GIVEN PASSAGE:
- Title screen
- Genre: Documentary
- Narrated by: Corey Johnson Jonathan Keeble
- Composer: Tim Garland
- Country of origin: United States
- Original language: English
- No. of seasons: 2
- No. of episodes: 26 + 1 pilot (List of episodes)

Production
- Executive producers: Stuart Carter Stephen Marsh Susan Werbe
- Running time: 45 minutes
- Production company: Pioneer Productions

Original release
- Network: History Channel
- Release: February 10, 2009 – March 2, 2010

= How the Earth Was Made =

2009–2010 American documentary TV series

How the Earth Was Made is a documentary television series produced by Pioneer Productions for the History Channel. It began as a two-hour special exploring the geological history of Earth, airing on September 16, 2007. Focusing on different geologic features of the Earth, the series premiered on February 10, 2009, and the 13-episode first season concluded on May 5, 2009. The second season premiered on November 24, 2009, and concluded on March 2, 2012.

DATA RECORDS:
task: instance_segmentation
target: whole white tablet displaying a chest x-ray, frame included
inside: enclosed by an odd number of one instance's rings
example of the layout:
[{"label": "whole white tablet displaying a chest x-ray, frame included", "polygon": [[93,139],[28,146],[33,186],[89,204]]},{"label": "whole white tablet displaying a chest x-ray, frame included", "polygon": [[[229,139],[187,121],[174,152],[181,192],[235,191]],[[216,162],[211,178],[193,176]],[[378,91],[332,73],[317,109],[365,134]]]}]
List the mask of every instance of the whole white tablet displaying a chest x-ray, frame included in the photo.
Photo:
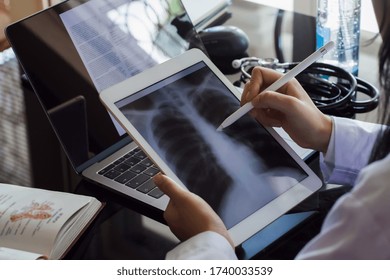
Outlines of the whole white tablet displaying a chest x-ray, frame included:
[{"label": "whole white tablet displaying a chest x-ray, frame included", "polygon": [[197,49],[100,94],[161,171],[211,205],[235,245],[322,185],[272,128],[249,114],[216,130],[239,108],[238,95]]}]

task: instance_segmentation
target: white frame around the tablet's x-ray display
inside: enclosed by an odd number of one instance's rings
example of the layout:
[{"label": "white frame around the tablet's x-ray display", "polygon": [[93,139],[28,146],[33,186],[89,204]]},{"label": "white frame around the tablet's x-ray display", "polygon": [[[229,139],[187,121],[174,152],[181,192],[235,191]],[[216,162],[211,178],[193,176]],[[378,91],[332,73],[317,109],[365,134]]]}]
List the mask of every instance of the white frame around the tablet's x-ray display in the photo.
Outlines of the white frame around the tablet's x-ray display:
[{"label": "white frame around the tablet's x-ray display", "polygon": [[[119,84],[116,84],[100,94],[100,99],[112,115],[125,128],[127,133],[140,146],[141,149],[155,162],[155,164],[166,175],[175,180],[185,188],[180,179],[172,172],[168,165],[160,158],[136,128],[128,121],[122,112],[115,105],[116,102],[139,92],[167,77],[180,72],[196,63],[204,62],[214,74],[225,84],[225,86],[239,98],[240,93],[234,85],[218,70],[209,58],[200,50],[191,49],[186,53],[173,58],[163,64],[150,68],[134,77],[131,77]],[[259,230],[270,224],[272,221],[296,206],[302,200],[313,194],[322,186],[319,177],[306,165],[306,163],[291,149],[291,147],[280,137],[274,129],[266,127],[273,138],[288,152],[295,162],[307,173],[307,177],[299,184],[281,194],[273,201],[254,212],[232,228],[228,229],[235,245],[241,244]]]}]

EXERCISE BRIEF: Please extract the documentary series text in full, word for word. The data have nothing to do with the documentary series text.

RESULT FOR THIS TASK:
- Title screen
- Genre: Documentary
- Narrated by: Corey Johnson Jonathan Keeble
- Composer: Tim Garland
- Country of origin: United States
- Original language: English
- No. of seasons: 2
- No. of episodes: 26 + 1 pilot (List of episodes)

Production
- Executive producers: Stuart Carter Stephen Marsh Susan Werbe
- Running time: 45 minutes
- Production company: Pioneer Productions

Original release
- Network: History Channel
- Release: February 10, 2009 – March 2, 2010

= How the Earth Was Made =

2009–2010 American documentary TV series

How the Earth Was Made is a documentary television series produced by Pioneer Productions for the History Channel. It began as a two-hour special exploring the geological history of Earth, airing on September 16, 2007. Focusing on different geologic features of the Earth, the series premiered on February 10, 2009, and the 13-episode first season concluded on May 5, 2009. The second season premiered on November 24, 2009, and concluded on March 2, 2012.